Start GIVEN DATA
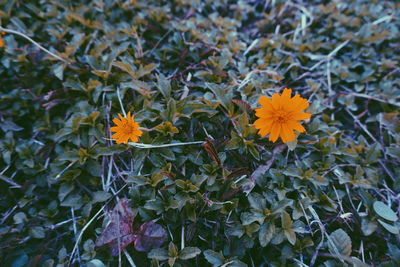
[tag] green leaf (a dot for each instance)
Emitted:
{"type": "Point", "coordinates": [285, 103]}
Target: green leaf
{"type": "Point", "coordinates": [37, 232]}
{"type": "Point", "coordinates": [100, 196]}
{"type": "Point", "coordinates": [95, 263]}
{"type": "Point", "coordinates": [385, 211]}
{"type": "Point", "coordinates": [257, 202]}
{"type": "Point", "coordinates": [391, 228]}
{"type": "Point", "coordinates": [266, 233]}
{"type": "Point", "coordinates": [164, 86]}
{"type": "Point", "coordinates": [215, 258]}
{"type": "Point", "coordinates": [189, 253]}
{"type": "Point", "coordinates": [341, 241]}
{"type": "Point", "coordinates": [158, 254]}
{"type": "Point", "coordinates": [172, 250]}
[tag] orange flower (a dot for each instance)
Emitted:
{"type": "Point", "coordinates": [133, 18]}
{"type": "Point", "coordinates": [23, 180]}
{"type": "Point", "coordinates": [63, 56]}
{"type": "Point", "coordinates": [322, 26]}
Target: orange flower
{"type": "Point", "coordinates": [278, 116]}
{"type": "Point", "coordinates": [126, 129]}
End GIVEN DATA
> [EXERCISE]: Please give every line of the data above as a numbered list, skipping any blank lines and leaving the pictures out.

> [PROBLEM SOLUTION]:
1. [tag] green leaf (a dot for each instance)
2. Emitted:
3. {"type": "Point", "coordinates": [285, 103]}
4. Target: green leaf
5. {"type": "Point", "coordinates": [37, 232]}
6. {"type": "Point", "coordinates": [100, 196]}
7. {"type": "Point", "coordinates": [95, 263]}
8. {"type": "Point", "coordinates": [385, 211]}
9. {"type": "Point", "coordinates": [257, 202]}
10. {"type": "Point", "coordinates": [391, 228]}
11. {"type": "Point", "coordinates": [266, 233]}
12. {"type": "Point", "coordinates": [164, 86]}
13. {"type": "Point", "coordinates": [215, 258]}
14. {"type": "Point", "coordinates": [189, 253]}
15. {"type": "Point", "coordinates": [341, 241]}
16. {"type": "Point", "coordinates": [158, 254]}
17. {"type": "Point", "coordinates": [172, 250]}
18. [tag] orange flower (a dot for each instance)
19. Emitted:
20. {"type": "Point", "coordinates": [133, 18]}
21. {"type": "Point", "coordinates": [23, 180]}
22. {"type": "Point", "coordinates": [63, 56]}
23. {"type": "Point", "coordinates": [322, 26]}
24. Target: orange flower
25. {"type": "Point", "coordinates": [278, 116]}
26. {"type": "Point", "coordinates": [126, 129]}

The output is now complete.